Text shown -
******

Gottfried Wilhelm Leibniz’s calculating machine featured in Miscellanea Berolinensia ad incrementum scientiarum (1710). Courtesy Wikimedia
During the 17th and 18th centuries, Gottfried Wilhelm Leibniz developed these ideas in two very different directions. On the one hand, he continued to argue that the mind couldn’t possibly be a machine, elucidating this with an analogy now known as Leibniz’s Mill. If a mind were really a machine, then it could be scaled up like a mill, so that we might walk inside and see its whirring components. However, nowhere within would we find the gestalt experience essential to human thought – an echo of Aristotle’s vision of the soul as that which makes an organism more than the sum of its parts. On the other hand, Leibniz also dreamed that reason could be mechanised, using something he called the ‘calculus ratiocinator’: a universal framework in which every dispute between competing intellectual positions could be resolved by means of simple calculation. He even designed one of the first mechanical calculators. This split prefigured the later opposition between Romanticism and rationalism.
If a machine can pretend to be a mind, then it simply is a mind
Leibniz’s dream of reducing reason to calculation peaked in the 1920s when the German mathematician David Hilbert made an ambitious attempt to formalise mathematics in a way that might yield an algorithm for deciding the truth of arbitrary mathematical statements. This is known as ‘Hilbert’s programme’. Within a few years, the programme – and Leibniz’s dream – were crushed, first by Kurt Gödel’s incompleteness theorems, published in 1931, and then by Alan Turing’s proof of undecidability in 1936. However, crushing Leibniz’s dream did not stop or even slow the mechanisation of thought. Instead, Gödel and Turing uncovered the foundations of computation. By understanding what was impossible, they had begun to articulate not just what was possible, but also how to build it.
In the process, a new problem emerged: could we build a mind?
Turing argued that whether a machine can ‘think’ is too ill-defined. Instead, he asked whether a machine can behave in a manner that’s indistinguishable from a human under certain conditions (usually, a game in which it converses via text). ‘Turing tests’ dissolve the distinction between appearance and reality: if a machine can pretend to be a mind, then it simply is a mind.
So, if the question of whether a machine can think is too vague, and whether a machine can behave like a human is too shallow, how should we parse the question of whether a machine can be like us? In the decades since Turing proposed his test, philosophers and scientists have focused on three dimensions of human-likeness: intelligence, consciousness and personhood. These appear in academic papers and popular documentaries, shaping public anxieties and guiding policy. But in many cases, the terms are conflated, reducing debates about whether human-like machines are possible to talking at cross purposes. Even influential critics of AI, such as John Searle and Hubert Dreyfus, are not immune to this error. So, what are we really talking about when we ask what makes humans unique?

******

Source material -
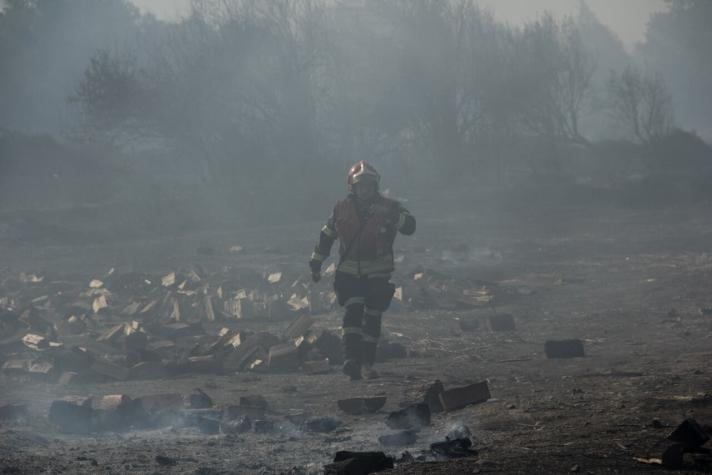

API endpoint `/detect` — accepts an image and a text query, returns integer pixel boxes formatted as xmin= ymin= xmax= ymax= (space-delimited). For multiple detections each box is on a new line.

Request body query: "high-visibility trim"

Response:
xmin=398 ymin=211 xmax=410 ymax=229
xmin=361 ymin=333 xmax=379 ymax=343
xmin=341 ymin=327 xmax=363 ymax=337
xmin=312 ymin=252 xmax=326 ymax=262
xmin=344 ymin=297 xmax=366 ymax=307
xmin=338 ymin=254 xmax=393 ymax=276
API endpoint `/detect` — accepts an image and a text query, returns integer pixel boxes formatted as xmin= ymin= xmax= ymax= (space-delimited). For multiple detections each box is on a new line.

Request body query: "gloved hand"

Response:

******

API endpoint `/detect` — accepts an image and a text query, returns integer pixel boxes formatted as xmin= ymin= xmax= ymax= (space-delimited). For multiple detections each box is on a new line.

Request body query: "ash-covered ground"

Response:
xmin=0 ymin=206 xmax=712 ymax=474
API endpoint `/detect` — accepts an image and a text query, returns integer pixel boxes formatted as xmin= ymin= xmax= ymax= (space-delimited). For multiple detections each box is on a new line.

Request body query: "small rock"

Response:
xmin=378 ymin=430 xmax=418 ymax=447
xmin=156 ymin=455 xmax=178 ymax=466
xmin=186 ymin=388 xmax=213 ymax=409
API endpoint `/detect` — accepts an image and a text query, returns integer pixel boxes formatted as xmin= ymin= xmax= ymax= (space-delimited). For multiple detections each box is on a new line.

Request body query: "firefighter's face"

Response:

******

Questions -
[a] Print the stretch of the excerpt on thinking machines from "Turing argued that" through "simply is a mind.".
[b] According to the excerpt on thinking machines, which three dimensions of human-likeness have philosophers and scientists focused on since Turing proposed his test?
[c] Pick up the excerpt on thinking machines after its final sentence and continue it.
The items come from a separate source.

Answers for the tasks -
[a]
Turing argued that whether a machine can ‘think’ is too ill-defined. Instead, he asked whether a machine can behave in a manner that’s indistinguishable from a human under certain conditions (usually, a game in which it converses via text). ‘Turing tests’ dissolve the distinction between appearance and reality: if a machine can pretend to be a mind, then it simply is a mind.

[b] Intelligence, consciousness and personhood.

[c]
Intelligence dominates the discussion of human-likeness. The AI paradigm developed in the 1950s and ’60s – which came to be known as ‘good old-fashioned AI’ or GOFAI – followed Plato and Descartes in viewing intelligence as the capacity to acquire symbolic knowledge about the world (eg, ‘water boils at 100ºC’) and deduce solutions to practical problems (eg, how to boil an egg). By programming systems to follow explicit rules, such as calculating dosages or planning routes, researchers were able to make machines perform some human tasks. However, tasks that require implicit competence, such as making coffee or driving a car, are much more difficult. An algorithm that will easily direct a robot arm to make a cup of coffee in a controlled lab will break when it’s moved into an average kitchen. This is due to equipment changes and a host of other disruptions. There are too many potentially relevant factors to consider, and their relationships become exponentially harder to explicitly encode.
To make sense of all this, we can turn to one of the key thinkers who defined much of the debate about machine intelligence during the 20th century: the American philosopher Hubert Dreyfus. He argues that the comparative robustness of human intelligence lies in our ability to navigate the relationships between factors and determine what matters in any practical situation. He claims that this wouldn’t be possible were it not for our bodies, which shape the range of actions we can perform, and our needs, which unify our various goals and projects into a structured framework. Dreyfus argues that, without bodies and needs, machines will never match us. The current AI paradigm (often referred to as ‘machine learning’ or ML) aims to prove him wrong.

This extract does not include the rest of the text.